• _Exercise aim_: Please copy out the items below from the line that contains "This is a quality-assurance pass. Enumerate every door" through the line that contains "xmin=220 ymin=178 xmax=240 ymax=215", and add 15 to every bounding-box coordinate in the answers. Leave the requests and their format samples unchanged, and give only those lines.

┄┄┄┄┄┄┄┄┄┄┄┄┄┄┄┄┄┄┄┄

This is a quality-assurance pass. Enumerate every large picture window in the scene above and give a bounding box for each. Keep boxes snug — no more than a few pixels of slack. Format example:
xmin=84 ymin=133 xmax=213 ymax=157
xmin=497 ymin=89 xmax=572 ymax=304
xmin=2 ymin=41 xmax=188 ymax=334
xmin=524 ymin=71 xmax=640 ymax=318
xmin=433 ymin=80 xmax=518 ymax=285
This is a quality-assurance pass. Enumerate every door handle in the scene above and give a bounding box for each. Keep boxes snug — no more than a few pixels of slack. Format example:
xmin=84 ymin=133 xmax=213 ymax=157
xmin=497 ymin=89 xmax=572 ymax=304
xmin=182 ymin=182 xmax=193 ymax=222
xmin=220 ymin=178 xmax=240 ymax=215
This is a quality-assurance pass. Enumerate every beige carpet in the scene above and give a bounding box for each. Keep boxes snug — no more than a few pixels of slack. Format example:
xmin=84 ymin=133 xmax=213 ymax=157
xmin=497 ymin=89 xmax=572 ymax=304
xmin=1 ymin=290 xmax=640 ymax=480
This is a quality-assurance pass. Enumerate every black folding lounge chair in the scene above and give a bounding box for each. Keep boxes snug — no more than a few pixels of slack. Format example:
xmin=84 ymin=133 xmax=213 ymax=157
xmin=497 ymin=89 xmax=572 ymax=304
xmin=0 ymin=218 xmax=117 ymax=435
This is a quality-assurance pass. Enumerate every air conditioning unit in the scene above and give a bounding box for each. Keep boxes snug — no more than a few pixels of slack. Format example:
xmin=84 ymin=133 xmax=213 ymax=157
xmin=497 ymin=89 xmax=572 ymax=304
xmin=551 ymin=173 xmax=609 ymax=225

┄┄┄┄┄┄┄┄┄┄┄┄┄┄┄┄┄┄┄┄

• _Reply_:
This is a quality-assurance pass. Enumerate every door handle in the scene above and give a bounding box for each. Keep boxes snug — no more than a few pixels of slack. Format example:
xmin=84 ymin=133 xmax=213 ymax=157
xmin=497 ymin=89 xmax=572 ymax=304
xmin=197 ymin=197 xmax=208 ymax=237
xmin=235 ymin=193 xmax=255 ymax=230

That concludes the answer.